Spatial localization data
*** Begin section ***
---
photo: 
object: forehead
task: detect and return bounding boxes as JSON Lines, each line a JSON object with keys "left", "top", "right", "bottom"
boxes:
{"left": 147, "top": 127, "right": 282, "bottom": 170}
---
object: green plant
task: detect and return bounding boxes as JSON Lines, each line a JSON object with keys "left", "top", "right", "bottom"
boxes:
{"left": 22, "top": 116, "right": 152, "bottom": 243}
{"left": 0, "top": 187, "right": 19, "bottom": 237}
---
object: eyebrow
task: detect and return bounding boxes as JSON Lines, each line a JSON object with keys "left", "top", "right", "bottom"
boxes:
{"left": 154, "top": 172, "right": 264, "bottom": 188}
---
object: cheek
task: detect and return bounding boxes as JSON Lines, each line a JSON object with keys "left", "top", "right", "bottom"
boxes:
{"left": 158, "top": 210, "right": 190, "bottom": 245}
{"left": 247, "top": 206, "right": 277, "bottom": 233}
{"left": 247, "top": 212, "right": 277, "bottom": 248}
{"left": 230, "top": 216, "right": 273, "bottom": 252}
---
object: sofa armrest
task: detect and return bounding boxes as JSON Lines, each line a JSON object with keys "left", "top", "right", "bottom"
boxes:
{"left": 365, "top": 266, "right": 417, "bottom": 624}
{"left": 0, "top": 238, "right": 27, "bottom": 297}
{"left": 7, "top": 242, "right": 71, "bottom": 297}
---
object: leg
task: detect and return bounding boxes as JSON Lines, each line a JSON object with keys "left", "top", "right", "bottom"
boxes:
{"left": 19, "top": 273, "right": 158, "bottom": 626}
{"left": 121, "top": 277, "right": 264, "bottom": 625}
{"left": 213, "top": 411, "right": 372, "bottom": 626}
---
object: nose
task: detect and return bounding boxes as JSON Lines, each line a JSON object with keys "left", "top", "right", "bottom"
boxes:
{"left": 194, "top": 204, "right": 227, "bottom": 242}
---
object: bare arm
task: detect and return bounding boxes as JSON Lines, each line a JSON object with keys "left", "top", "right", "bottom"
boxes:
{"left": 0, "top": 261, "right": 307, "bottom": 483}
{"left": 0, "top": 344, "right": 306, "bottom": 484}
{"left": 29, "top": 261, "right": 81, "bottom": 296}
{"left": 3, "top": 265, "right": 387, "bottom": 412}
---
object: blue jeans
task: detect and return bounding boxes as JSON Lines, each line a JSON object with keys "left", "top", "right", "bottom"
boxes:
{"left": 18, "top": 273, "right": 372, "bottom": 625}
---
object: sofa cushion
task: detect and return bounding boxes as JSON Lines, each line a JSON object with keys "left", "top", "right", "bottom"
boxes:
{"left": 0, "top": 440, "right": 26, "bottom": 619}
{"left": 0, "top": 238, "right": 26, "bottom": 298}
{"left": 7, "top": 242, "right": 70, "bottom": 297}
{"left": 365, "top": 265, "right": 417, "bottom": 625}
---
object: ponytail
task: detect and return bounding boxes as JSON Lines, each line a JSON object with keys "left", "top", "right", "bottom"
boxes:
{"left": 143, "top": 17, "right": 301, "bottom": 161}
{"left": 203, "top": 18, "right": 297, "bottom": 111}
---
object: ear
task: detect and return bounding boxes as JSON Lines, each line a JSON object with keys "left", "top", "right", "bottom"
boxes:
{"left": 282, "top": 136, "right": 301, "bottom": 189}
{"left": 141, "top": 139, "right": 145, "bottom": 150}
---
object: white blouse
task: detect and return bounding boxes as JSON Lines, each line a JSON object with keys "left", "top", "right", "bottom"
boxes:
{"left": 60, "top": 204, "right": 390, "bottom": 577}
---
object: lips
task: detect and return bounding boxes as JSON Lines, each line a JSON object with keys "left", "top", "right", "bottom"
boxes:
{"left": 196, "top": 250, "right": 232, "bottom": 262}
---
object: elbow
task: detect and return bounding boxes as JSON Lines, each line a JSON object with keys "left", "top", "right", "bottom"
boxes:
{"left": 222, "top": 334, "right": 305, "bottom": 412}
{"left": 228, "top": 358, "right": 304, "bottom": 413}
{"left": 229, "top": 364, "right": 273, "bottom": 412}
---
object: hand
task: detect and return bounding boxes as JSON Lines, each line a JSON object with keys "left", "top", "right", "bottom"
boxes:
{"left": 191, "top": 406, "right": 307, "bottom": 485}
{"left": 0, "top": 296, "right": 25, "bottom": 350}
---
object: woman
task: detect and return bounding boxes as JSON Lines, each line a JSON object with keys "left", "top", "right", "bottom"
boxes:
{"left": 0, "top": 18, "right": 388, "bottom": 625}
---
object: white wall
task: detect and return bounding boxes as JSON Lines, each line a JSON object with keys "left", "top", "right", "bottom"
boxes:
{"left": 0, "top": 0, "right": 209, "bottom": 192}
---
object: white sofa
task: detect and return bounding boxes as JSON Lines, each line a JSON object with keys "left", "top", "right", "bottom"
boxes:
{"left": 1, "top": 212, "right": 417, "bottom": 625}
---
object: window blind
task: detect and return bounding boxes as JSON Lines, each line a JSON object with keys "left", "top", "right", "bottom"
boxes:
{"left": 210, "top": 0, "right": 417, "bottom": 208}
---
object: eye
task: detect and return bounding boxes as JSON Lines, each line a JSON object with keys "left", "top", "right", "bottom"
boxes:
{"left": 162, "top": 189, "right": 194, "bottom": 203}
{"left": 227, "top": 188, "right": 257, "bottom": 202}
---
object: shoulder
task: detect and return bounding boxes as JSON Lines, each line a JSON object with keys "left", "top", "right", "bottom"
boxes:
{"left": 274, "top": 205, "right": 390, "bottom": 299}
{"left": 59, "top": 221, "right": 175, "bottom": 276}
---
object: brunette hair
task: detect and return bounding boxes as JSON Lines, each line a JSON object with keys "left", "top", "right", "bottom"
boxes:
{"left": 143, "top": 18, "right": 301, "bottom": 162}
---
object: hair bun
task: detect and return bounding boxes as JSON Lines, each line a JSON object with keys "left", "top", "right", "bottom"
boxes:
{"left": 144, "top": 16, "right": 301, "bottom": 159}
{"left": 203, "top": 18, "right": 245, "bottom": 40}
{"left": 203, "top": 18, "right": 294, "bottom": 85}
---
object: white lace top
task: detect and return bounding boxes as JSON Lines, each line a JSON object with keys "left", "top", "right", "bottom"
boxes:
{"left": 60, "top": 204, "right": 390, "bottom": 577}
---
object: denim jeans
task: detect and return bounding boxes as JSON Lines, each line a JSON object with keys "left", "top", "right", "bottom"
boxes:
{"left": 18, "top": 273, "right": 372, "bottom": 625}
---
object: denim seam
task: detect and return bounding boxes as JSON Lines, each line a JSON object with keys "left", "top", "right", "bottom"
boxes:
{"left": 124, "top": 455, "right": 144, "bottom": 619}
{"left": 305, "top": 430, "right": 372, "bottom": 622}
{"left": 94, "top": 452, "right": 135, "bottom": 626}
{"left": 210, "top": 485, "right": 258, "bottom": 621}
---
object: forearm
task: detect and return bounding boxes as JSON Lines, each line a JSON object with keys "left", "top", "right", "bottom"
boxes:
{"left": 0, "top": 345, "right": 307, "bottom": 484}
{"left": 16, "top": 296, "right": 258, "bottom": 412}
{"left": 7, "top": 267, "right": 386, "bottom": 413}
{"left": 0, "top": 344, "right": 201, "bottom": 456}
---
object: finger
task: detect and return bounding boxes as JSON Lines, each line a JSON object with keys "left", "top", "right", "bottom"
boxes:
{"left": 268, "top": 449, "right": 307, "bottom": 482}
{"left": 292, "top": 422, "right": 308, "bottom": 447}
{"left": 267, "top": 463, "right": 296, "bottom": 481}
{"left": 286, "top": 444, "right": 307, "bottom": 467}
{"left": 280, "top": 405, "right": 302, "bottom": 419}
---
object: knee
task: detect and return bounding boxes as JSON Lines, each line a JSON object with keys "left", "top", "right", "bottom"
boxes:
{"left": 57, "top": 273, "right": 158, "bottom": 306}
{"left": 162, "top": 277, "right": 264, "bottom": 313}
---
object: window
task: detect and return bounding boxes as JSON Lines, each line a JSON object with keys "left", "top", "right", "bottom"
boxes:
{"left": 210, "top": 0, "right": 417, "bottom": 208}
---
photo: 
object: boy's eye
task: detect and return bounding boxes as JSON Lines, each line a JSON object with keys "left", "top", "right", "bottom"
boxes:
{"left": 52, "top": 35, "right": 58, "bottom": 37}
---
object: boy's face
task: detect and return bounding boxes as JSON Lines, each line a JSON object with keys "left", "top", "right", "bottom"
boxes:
*** End section ***
BRIEF -
The answer is to be the lines from the one holding "object: boy's face" through the end of the data above, transcribed character for character, both ends included.

WORKED SOLUTION -
object: boy's face
task: detect and return bounding boxes as JSON Lines, each line a JSON object with keys "left", "top", "right", "bottom"
boxes:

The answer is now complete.